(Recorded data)
↓↓↓

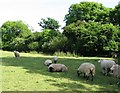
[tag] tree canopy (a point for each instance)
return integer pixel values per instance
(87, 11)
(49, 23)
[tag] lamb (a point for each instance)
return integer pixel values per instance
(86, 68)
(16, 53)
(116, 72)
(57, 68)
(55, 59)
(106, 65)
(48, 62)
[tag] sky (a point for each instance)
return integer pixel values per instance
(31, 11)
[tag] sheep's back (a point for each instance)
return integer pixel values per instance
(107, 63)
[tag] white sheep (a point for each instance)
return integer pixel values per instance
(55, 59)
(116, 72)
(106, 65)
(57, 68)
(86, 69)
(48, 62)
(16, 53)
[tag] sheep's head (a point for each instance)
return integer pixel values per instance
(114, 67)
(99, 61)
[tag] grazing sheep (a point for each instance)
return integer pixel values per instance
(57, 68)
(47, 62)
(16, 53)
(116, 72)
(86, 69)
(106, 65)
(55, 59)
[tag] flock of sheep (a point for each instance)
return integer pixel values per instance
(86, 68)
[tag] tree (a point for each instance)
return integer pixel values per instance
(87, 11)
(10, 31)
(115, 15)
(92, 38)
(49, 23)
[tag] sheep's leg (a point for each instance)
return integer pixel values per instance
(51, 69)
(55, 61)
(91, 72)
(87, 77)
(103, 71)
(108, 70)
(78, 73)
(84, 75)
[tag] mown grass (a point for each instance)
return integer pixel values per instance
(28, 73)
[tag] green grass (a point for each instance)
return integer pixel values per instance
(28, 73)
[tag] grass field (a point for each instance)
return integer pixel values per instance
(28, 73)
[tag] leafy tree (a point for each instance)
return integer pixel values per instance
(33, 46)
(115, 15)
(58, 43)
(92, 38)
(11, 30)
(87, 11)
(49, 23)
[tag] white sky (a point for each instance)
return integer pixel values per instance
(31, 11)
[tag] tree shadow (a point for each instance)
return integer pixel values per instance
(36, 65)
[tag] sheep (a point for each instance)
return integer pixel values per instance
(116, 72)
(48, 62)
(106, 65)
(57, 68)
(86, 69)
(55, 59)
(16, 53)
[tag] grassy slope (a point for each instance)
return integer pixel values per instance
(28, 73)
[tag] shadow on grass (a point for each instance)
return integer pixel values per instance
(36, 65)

↑↑↑
↓↓↓

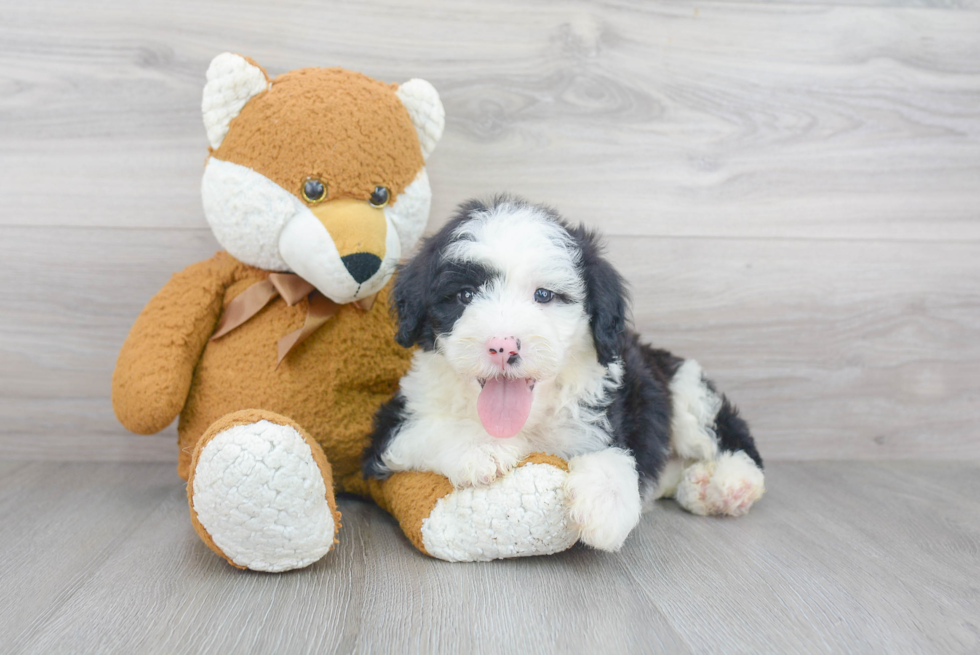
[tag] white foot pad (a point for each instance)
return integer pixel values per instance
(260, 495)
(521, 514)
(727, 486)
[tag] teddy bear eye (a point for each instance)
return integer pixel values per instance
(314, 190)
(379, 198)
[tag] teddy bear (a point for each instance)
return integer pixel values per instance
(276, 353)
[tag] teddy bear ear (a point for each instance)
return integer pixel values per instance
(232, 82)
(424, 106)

↑↑↑

Reproduce all lines from the records above that include the word "tree".

[tag] tree canopy (a point for each instance)
[tag] tree (a point for each instance)
[tag] leafy tree (a point for each instance)
[tag] tree shadow (a point for each instance)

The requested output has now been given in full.